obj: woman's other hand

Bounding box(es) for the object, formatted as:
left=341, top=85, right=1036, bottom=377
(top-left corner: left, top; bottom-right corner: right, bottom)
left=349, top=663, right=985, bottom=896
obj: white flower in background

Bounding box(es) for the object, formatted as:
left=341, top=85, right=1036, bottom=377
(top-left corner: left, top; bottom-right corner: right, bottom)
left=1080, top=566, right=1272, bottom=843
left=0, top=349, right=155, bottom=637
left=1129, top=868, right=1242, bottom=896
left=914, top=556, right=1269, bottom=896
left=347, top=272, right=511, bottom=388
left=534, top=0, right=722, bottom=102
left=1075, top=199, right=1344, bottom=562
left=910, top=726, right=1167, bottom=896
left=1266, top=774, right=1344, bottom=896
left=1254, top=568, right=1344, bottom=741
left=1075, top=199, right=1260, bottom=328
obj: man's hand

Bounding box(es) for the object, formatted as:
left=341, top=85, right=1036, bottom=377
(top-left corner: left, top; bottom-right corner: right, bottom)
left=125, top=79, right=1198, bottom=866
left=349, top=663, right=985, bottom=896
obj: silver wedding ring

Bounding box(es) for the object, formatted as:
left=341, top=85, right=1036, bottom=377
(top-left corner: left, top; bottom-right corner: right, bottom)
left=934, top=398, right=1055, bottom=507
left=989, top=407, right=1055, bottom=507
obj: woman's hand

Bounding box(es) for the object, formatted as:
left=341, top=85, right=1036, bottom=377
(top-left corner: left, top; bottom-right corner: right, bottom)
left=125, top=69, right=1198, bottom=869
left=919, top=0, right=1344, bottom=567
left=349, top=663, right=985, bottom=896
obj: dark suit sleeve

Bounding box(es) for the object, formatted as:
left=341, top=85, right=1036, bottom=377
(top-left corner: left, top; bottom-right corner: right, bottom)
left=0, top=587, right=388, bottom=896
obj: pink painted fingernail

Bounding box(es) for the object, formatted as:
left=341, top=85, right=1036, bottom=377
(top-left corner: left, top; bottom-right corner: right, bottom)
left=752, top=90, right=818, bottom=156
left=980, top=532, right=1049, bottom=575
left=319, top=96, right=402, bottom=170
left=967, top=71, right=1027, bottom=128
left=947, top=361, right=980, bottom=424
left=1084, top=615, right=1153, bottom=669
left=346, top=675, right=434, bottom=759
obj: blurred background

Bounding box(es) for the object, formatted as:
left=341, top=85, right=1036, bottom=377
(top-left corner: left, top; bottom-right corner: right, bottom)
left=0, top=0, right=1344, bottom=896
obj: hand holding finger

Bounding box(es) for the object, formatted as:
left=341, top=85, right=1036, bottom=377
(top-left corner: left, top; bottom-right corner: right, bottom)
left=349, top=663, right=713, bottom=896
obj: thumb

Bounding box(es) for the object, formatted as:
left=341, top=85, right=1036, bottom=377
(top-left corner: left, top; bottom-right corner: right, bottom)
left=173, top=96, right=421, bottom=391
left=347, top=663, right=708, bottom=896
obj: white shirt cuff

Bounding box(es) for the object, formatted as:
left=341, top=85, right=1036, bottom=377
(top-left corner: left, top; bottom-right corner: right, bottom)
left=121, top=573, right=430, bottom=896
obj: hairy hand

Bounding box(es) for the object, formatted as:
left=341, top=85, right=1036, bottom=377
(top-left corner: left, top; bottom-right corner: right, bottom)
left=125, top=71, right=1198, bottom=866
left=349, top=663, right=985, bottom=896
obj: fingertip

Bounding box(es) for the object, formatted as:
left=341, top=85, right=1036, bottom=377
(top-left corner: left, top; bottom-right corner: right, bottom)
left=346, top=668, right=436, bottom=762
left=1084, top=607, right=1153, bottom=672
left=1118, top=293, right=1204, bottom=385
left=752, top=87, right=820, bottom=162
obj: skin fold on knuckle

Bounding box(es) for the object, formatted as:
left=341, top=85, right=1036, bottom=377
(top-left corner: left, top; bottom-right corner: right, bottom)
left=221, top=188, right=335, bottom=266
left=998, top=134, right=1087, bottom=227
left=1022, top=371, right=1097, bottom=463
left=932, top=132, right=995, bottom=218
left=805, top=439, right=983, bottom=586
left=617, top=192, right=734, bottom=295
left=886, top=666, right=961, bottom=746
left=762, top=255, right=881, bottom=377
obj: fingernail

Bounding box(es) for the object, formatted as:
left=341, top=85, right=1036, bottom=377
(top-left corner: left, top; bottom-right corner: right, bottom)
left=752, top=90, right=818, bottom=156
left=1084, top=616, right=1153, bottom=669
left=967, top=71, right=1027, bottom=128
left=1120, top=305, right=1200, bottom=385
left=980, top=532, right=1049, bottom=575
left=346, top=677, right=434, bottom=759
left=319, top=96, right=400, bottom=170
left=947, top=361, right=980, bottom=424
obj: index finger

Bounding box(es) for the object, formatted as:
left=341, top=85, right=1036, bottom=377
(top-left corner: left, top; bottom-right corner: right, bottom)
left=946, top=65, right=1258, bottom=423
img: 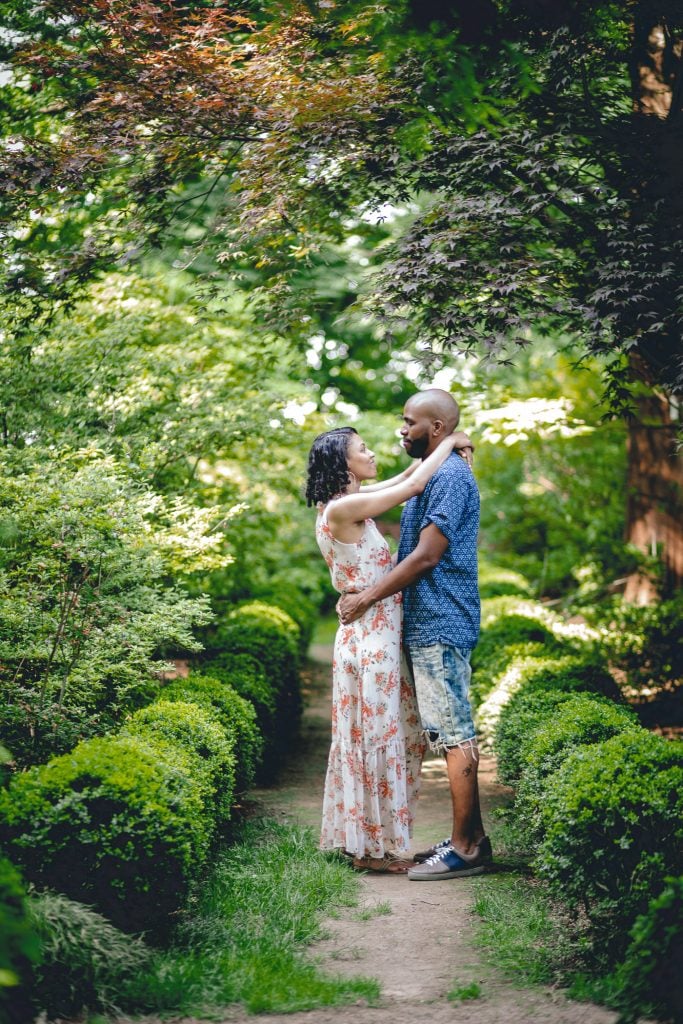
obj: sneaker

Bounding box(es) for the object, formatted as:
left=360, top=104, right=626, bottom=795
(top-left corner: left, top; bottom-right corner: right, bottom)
left=413, top=836, right=494, bottom=864
left=408, top=846, right=484, bottom=882
left=413, top=836, right=451, bottom=864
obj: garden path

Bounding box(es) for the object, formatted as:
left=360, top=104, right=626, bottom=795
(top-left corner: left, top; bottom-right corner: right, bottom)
left=232, top=644, right=616, bottom=1024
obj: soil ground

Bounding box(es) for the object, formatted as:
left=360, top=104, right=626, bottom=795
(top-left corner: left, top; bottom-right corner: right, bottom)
left=222, top=644, right=616, bottom=1024
left=116, top=644, right=634, bottom=1024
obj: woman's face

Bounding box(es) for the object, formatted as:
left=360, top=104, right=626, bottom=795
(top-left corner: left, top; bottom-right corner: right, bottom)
left=346, top=434, right=377, bottom=481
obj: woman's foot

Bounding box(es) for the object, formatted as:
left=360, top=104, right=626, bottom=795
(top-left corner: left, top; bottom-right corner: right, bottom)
left=351, top=853, right=413, bottom=874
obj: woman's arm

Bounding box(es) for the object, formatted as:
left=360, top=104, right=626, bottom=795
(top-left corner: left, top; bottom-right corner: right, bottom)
left=328, top=434, right=457, bottom=529
left=360, top=430, right=474, bottom=495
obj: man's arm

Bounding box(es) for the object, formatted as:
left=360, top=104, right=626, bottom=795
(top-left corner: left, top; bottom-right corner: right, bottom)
left=337, top=522, right=449, bottom=624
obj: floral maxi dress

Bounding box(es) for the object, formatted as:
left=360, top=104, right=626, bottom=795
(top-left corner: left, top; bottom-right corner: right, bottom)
left=315, top=509, right=424, bottom=857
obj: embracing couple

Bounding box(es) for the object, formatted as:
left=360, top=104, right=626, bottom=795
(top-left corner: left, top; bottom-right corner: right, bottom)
left=306, top=388, right=492, bottom=882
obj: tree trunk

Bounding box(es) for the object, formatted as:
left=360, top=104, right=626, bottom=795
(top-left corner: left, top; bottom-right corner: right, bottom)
left=624, top=394, right=683, bottom=604
left=624, top=2, right=683, bottom=604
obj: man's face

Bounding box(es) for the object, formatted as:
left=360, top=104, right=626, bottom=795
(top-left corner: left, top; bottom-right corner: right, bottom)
left=400, top=400, right=432, bottom=459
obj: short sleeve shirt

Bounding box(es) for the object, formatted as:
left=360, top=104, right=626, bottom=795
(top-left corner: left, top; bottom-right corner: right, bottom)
left=398, top=454, right=480, bottom=650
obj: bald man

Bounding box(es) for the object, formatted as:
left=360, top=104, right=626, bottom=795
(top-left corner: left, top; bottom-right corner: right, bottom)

Exercise directions
Put every line of the items above into a numbered list, dropping the blank lines. Don't include the pictures in your answer.

Exercise response
1. obj: woman's other hand
2. Bounding box(es) for the object, formatted as:
3. left=341, top=85, right=1036, bottom=377
4. (top-left corner: left, top; bottom-right corner: right, bottom)
5. left=349, top=663, right=985, bottom=896
6. obj: white flower in background
7. Bounding box(es) for the object, formatted as:
8. left=341, top=85, right=1036, bottom=377
9. (top-left corner: left, top; bottom-right corner: right, bottom)
10. left=1080, top=566, right=1272, bottom=843
11. left=0, top=349, right=155, bottom=637
12. left=1129, top=868, right=1242, bottom=896
13. left=914, top=556, right=1269, bottom=896
14. left=347, top=272, right=511, bottom=388
15. left=534, top=0, right=722, bottom=102
16. left=1075, top=199, right=1344, bottom=562
17. left=910, top=726, right=1167, bottom=896
18. left=1266, top=774, right=1344, bottom=896
19. left=1254, top=568, right=1344, bottom=741
20. left=1075, top=199, right=1260, bottom=328
21. obj: man's hand
22. Bounding box(es) for the object, formatted as:
23. left=341, top=85, right=1036, bottom=377
24. (top-left corner: left, top; bottom-right corner: right, bottom)
25. left=125, top=79, right=1198, bottom=866
26. left=349, top=663, right=985, bottom=896
27. obj: silver wedding ring
28. Bounding box(es) for the object, formatted as:
29. left=341, top=85, right=1036, bottom=377
30. (top-left corner: left, top; bottom-right corner: right, bottom)
31. left=934, top=398, right=1055, bottom=507
32. left=989, top=407, right=1055, bottom=507
33. obj: woman's hand
34. Bounding box(es) for the object, formatted as:
35. left=341, top=85, right=1036, bottom=377
36. (top-left corner: left, top; bottom-right corner: right, bottom)
37. left=125, top=69, right=1198, bottom=869
38. left=919, top=0, right=1344, bottom=567
39. left=349, top=663, right=985, bottom=896
40. obj: dark suit sleeve
41. Bounding box(es) for the object, formatted as:
42. left=341, top=85, right=1036, bottom=377
43. (top-left corner: left, top; bottom-right corner: right, bottom)
44. left=0, top=587, right=388, bottom=896
45. obj: pink painted fingernail
46. Bounding box(es) for the object, formatted as:
47. left=341, top=85, right=1036, bottom=377
48. (top-left corner: left, top; bottom-right corner: right, bottom)
49. left=752, top=90, right=818, bottom=156
50. left=980, top=532, right=1049, bottom=575
51. left=319, top=96, right=402, bottom=170
52. left=967, top=71, right=1027, bottom=128
53. left=947, top=361, right=980, bottom=424
54. left=1084, top=615, right=1153, bottom=669
55. left=346, top=675, right=434, bottom=759
56. obj: blurred background
57. Bounding box(es) for the object, formatted as:
58. left=341, top=85, right=1036, bottom=377
59. (top-left corner: left, top; bottom-right corner: right, bottom)
60. left=0, top=0, right=1344, bottom=896
61. obj: hand holding finger
62. Bounding box(es) for the object, formatted as:
63. left=341, top=85, right=1036, bottom=377
64. (top-left corner: left, top; bottom-right corner: right, bottom)
65. left=349, top=663, right=713, bottom=896
66. obj: thumb
67. Bounding box(es) for the object, formatted as:
68. left=341, top=85, right=1036, bottom=377
69. (top-left corner: left, top; bottom-right corner: right, bottom)
70. left=173, top=96, right=421, bottom=391
71. left=347, top=663, right=708, bottom=896
72. obj: white shirt cuff
73. Bounding box(es) for the object, formatted as:
74. left=341, top=85, right=1036, bottom=377
75. (top-left corner: left, top; bottom-right corner: right, bottom)
76. left=121, top=573, right=430, bottom=896
77. obj: hairy hand
78. Bounding box(es) for the object, formatted as:
79. left=341, top=85, right=1036, bottom=377
80. (top-left corner: left, top; bottom-right corner: right, bottom)
81. left=125, top=71, right=1198, bottom=866
82. left=349, top=663, right=985, bottom=896
83. obj: fingertip
84. Bounding box(es) for the object, formatted as:
85. left=341, top=85, right=1036, bottom=377
86. (top-left corner: left, top; bottom-right corner: right, bottom)
87. left=346, top=668, right=436, bottom=762
88. left=1084, top=607, right=1153, bottom=672
89. left=1118, top=293, right=1204, bottom=385
90. left=752, top=87, right=820, bottom=162
91. obj: skin fold on knuckle
92. Bounding box(es) for the object, formatted as:
93. left=341, top=85, right=1036, bottom=377
94. (top-left corner: left, top; bottom-right corner: right, bottom)
95. left=221, top=188, right=335, bottom=266
96. left=998, top=134, right=1087, bottom=227
97. left=1022, top=371, right=1097, bottom=463
98. left=932, top=132, right=995, bottom=218
99. left=805, top=439, right=983, bottom=586
100. left=617, top=192, right=734, bottom=295
101. left=886, top=666, right=961, bottom=746
102. left=762, top=255, right=881, bottom=377
103. obj: fingernail
104. Bounding box(es) for the object, formatted as:
105. left=341, top=85, right=1036, bottom=377
106. (top-left corner: left, top; bottom-right corner: right, bottom)
107. left=752, top=90, right=818, bottom=156
108. left=1084, top=616, right=1153, bottom=669
109. left=967, top=71, right=1027, bottom=128
110. left=1120, top=305, right=1200, bottom=385
111. left=980, top=532, right=1049, bottom=575
112. left=346, top=677, right=434, bottom=759
113. left=319, top=96, right=400, bottom=170
114. left=947, top=361, right=980, bottom=424
115. obj: index finger
116. Bounding box(es) for the object, formatted as:
117. left=341, top=85, right=1036, bottom=377
118. (top-left corner: left, top; bottom-right corner: right, bottom)
119. left=946, top=65, right=1258, bottom=423
120. img: 
121. obj: sneaker
122. Bounding box(es) for the object, formatted as:
123. left=360, top=104, right=626, bottom=795
124. (top-left corner: left, top; bottom-right corner: right, bottom)
125. left=413, top=836, right=494, bottom=864
126. left=408, top=846, right=484, bottom=882
127. left=413, top=836, right=451, bottom=864
128. obj: garden path
129. Bounding box(es) for the object, formatted as:
130. left=360, top=104, right=626, bottom=795
131. (top-left corner: left, top; bottom-right corner: right, bottom)
132. left=232, top=644, right=616, bottom=1024
133. obj: soil ground
134. Bounding box(es) for the object, formatted as:
135. left=360, top=104, right=626, bottom=795
136. (top-left corner: left, top; bottom-right corner: right, bottom)
137. left=222, top=644, right=616, bottom=1024
138. left=116, top=644, right=634, bottom=1024
139. obj: woman's face
140. Bounding box(es) for the object, formatted as:
141. left=360, top=104, right=626, bottom=795
142. (top-left corner: left, top; bottom-right corner: right, bottom)
143. left=346, top=434, right=377, bottom=481
144. obj: woman's foot
145. Bounding box(es) for the object, formatted as:
146. left=360, top=104, right=626, bottom=795
147. (top-left corner: left, top; bottom-right corner: right, bottom)
148. left=351, top=853, right=413, bottom=874
149. obj: woman's arm
150. Bounding box(es) for the object, formatted as:
151. left=360, top=104, right=626, bottom=795
152. (top-left corner: left, top; bottom-right corner: right, bottom)
153. left=328, top=434, right=457, bottom=529
154. left=360, top=430, right=474, bottom=495
155. obj: man's arm
156. Bounding box(es) for the object, formatted as:
157. left=360, top=104, right=626, bottom=795
158. (top-left corner: left, top; bottom-right corner: right, bottom)
159. left=337, top=522, right=449, bottom=624
160. obj: floral maxi dress
161. Bounding box(es) for the object, formatted as:
162. left=360, top=104, right=626, bottom=795
163. (top-left corner: left, top; bottom-right corner: right, bottom)
164. left=315, top=509, right=424, bottom=857
165. obj: embracing couple
166. Bounding box(es) for the object, formatted as:
167. left=360, top=104, right=626, bottom=795
168. (top-left corner: left, top; bottom-right corner: right, bottom)
169. left=306, top=388, right=492, bottom=882
170. obj: tree trunk
171. Bounding box(es) for the object, formatted as:
172. left=360, top=104, right=626, bottom=795
173. (top-left corner: left, top; bottom-right corner: right, bottom)
174. left=624, top=394, right=683, bottom=604
175. left=624, top=2, right=683, bottom=604
176. obj: man's face
177. Bounding box(es) for the object, formatted as:
178. left=360, top=104, right=626, bottom=795
179. (top-left corner: left, top; bottom-right corner: right, bottom)
180. left=400, top=400, right=432, bottom=459
181. obj: short sleeve shirt
182. Bounding box(es) for the object, formatted as:
183. left=360, top=104, right=626, bottom=795
184. (top-left corner: left, top; bottom-right corner: right, bottom)
185. left=398, top=454, right=480, bottom=650
186. obj: bald man
187. Bounding box(es) for the object, formatted as:
188. left=360, top=104, right=626, bottom=795
189. (top-left corner: left, top; bottom-right corner: right, bottom)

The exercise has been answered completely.